Dataset entries:
----
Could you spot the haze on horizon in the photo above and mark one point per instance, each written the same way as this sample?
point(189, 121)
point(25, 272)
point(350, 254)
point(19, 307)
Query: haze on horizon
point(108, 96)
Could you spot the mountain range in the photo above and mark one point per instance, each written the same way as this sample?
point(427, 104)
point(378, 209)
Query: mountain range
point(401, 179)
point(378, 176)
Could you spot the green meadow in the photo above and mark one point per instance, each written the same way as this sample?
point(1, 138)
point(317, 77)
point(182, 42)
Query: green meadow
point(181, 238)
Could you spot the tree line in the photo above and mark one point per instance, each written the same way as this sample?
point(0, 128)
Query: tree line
----
▶ REQUIREMENT:
Can you render the data as a numbered list, starting at the line that contains "Could you spot the mountain" and running through the final line of the data, with any blank lines left out?

▶ TASK OUTPUT:
1. Could you spot the mountain range in the photo above and mark one point per instance, each written the same way as this sample?
2. point(427, 104)
3. point(378, 209)
4. Query: mountain range
5. point(401, 179)
6. point(378, 176)
7. Could you spot the green meadow in the photo above and mark one point per instance, each written the same way as this sample?
8. point(1, 138)
9. point(317, 77)
10. point(182, 42)
11. Query: green meadow
12. point(181, 238)
13. Could you spot the tree line in the photo above and mark one point per instance, each written the same way as this sample?
14. point(0, 128)
15. Query: tree line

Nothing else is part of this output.